### [Source document]
Author: Vanessa Ngan, Staff Writer, 2005.
Fissured tongue is also known as ‘scrotal tongue’ or ‘lingua plicata’. It is a benign condition characterised by one or more shallow or deep grooves or furrows (fissures) on the top surface of the tongue.
Fissured tongue affects the top surface of the tongue and often extends out to the edges of the tongue. The size and depth of the fissures vary and when particularly large and deep the fissures or grooves may be interconnected, separating the top surface of the tongue into what may look like several lobules.
The condition is not usually painful unless debris such as food gets trapped within the grooves or when it occurs in association with geographic tongue.
The cause of fissured tongue is not clearly defined but it may occur with certain underlying syndromes or may be an inherited condition. It is sometimes seen in orofacial granulomatosis, Melkersson-Rosenthal syndrome and Down syndrome. It is frequently associated with geographic tongue and psoriasis, especially pustular psoriasis.
Although fissured tongue may be evident at birth or early childhood, the signs and symptoms of the condition tend to become more frequent and severe in adulthood. The prominence of the condition appears to increase with increasing age.
The main complication of a fissured tongue is the development of orofacial granulomatosis (facial swelling) or Melkersson-Rosenthal syndrome (a triad of a fissured tongue, orofacial swelling and facial palsy). A fissured tongue can be the first sign.
Diagnosis is usually made by clinical assessment. A biopsy is seldom necessary because of its characteristic diagnostic clinical appearance. Patients should also be assessed for possible associated conditions.
Fissured tongue is a benign condition that does not require any specific treatment. Patients should be encouraged to brush the top surface of their tongue to remove any debris that may cause irritation or infection when lodged between the grooves.

### [Stored data]
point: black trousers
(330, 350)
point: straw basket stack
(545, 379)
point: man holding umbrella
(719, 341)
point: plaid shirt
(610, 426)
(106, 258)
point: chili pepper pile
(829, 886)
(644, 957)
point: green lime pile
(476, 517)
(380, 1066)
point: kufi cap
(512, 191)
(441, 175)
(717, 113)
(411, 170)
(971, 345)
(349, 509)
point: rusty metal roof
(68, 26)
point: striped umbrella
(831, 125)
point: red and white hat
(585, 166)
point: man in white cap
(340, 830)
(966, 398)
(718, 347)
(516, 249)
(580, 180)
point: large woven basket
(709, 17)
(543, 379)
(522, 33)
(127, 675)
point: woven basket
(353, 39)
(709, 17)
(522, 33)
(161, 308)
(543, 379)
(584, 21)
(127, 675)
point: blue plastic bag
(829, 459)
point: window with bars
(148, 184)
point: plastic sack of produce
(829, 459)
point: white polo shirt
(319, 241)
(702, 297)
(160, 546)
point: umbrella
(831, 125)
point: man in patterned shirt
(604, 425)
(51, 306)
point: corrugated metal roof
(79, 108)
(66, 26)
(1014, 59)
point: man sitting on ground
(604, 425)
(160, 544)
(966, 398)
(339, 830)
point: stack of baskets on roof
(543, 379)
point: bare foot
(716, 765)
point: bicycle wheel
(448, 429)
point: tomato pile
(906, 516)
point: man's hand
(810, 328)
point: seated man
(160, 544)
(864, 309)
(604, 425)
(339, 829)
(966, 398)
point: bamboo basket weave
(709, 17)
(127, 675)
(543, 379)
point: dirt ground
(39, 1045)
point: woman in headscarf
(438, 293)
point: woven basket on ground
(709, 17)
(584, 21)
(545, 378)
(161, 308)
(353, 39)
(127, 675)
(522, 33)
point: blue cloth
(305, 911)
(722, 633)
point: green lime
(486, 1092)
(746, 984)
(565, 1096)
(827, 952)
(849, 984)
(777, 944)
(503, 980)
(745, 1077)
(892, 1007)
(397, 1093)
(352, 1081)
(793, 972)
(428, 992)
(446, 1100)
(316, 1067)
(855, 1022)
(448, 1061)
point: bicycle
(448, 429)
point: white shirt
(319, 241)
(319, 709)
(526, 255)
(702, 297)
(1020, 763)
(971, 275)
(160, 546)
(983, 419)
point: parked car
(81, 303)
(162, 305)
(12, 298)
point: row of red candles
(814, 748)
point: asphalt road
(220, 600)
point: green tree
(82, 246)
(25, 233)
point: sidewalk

### [Prompt 1]
Sum up the text on fissured tongue in two sentences.
### [Prompt 2]
According to the text on fissured tongue, why is a biopsy seldom needed?
### [Prompt 3]
In its section on the cause, what conditions does the text on fissured tongue say it is seen with or associated with? List all of them.

### [Solution 1]
Fissured tongue is a harmless condition in which grooves form on the top of the tongue. It is usually painless, is diagnosed by looking at it, and needs no specific treatment beyond brushing the tongue to clear trapped debris.

### [Solution 2]
The condition has a characteristic appearance that makes it easy to recognize on examination.

### [Solution 3]
- Orofacial granulomatosis
- Melkersson-Rosenthal syndrome
- Down syndrome
- Geographic tongue
- Psoriasis, especially pustular psoriasis